— ACTIVITIES —
a. From the Trans Mountain article, quote the passage starting with "Trans Mountain Corp. is" and going on through "300,000 bpd currently.".
b. According to the Trans Mountain article, how much oil per day will the expansion let the pipeline carry?

Regulator approves Trans Mountain pipeline variance request
The Canada Energy Regulator has approved a request for a pipeline variance from the company building the Trans Mountain pipeline.
The regulator said Friday evening it will release the reasons for its decision in the coming weeks.
At an oral hearing in Calgary Friday, the Crown corporation behind the project urged the regulator to make a decision quickly on whether or not the company will be allowed to change the size, thickness and coating of a 2.3-kilometre stretch of pipe between the communities of Hope and Chilliwack, B.C.
Lawyer Sander Duncanson, who represented Trans Mountain Corp. at the hearing, said that for each week the project's completion is delayed, the pipeline company expects to lose $50 million in lost oil shipping revenue.
"The commission must be mindful that every day counts now," Duncanson said.
"An extra week of deliberations, or a condition that requires an extra week or two before Trans Mountain can start up the expansion, may not seem like a big deal. But it will have real, material impacts."
Trans Mountain Corp. is racing against the clock to complete the expansion project, which will boost the capacity of Canada's only oil pipeline to the West Coast to 890,000 barrels per day from 300,000 bpd currently.
The project's completion had originally been expected in the first quarter of this year, but Trans Mountain Corp. has run into difficulties drilling through hard rock in B.C.
Its initial request to use a different size of pipe for the location in question was denied by the regulator due to concerns around pipeline quality and integrity.
But Trans Mountain Corp. then asked the regulator to reconsider, saying in December that the project could face a worst-case scenario of a two-year delay in completion if it is not allowed to alter its construction plans.
On Friday, the company argued it can address all of the regulator's concerns around the sourcing and integrity of the alternate pipe size, and urged the regulator to avoid imposing conditions that would result in a "material" delay to the project.
The company has said the pipeline can enter service within one month of mechanical completion of the project.
The Trans Mountain pipeline is owned by the federal government, which purchased it in 2018 in an effort to get the expansion project over the finish line after it was scuttled by previous owner Kinder Morgan Canada.
Its completion is eagerly anticipated by Canada's oil industry, which has been preparing to ramp up output in expectation of additional export capacity.
But the project's costs have spiralled through the course of construction from an original estimate of $5.4 billion to the most recent estimate of $30.9 billion.
Trans Mountain Corp. has blamed the ballooning costs on a number of things, including evolving compliance requirements, Indigenous accommodations, stakeholder engagement and compensation requirements, extreme weather, the COVID-19 pandemic and challenging terrain.
"When you operate in a technically challenging environment, sometimes things that are unforeseen happen," Duncanson told the regulatory panel Friday.
"I'm cautiously optimistic that this is the last (problem)."

— RECORDS —
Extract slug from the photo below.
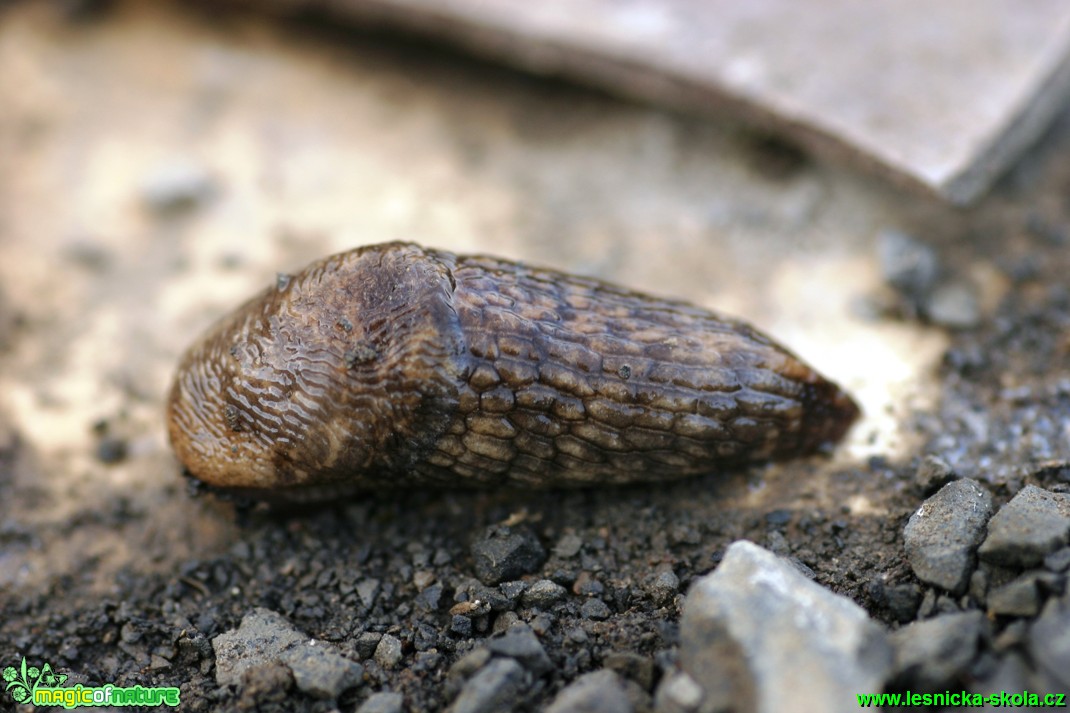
[173,243,859,496]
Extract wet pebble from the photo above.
[212,609,364,698]
[985,572,1065,617]
[924,282,981,330]
[646,570,679,607]
[487,624,553,676]
[1028,594,1070,691]
[448,658,528,713]
[876,230,939,301]
[356,691,404,713]
[521,579,568,609]
[978,485,1070,568]
[376,634,401,669]
[472,526,546,585]
[890,610,988,691]
[546,669,633,713]
[580,598,613,621]
[903,479,992,592]
[679,541,892,711]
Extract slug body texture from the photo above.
[168,243,858,492]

— RESULTS —
a.
Trans Mountain Corp. is racing against the clock to complete the expansion project, which will boost the capacity of Canada's only oil pipeline to the West Coast to 890,000 barrels per day from 300,000 bpd currently.

b. 890,000 barrels per day, up from 300,000 barrels per day.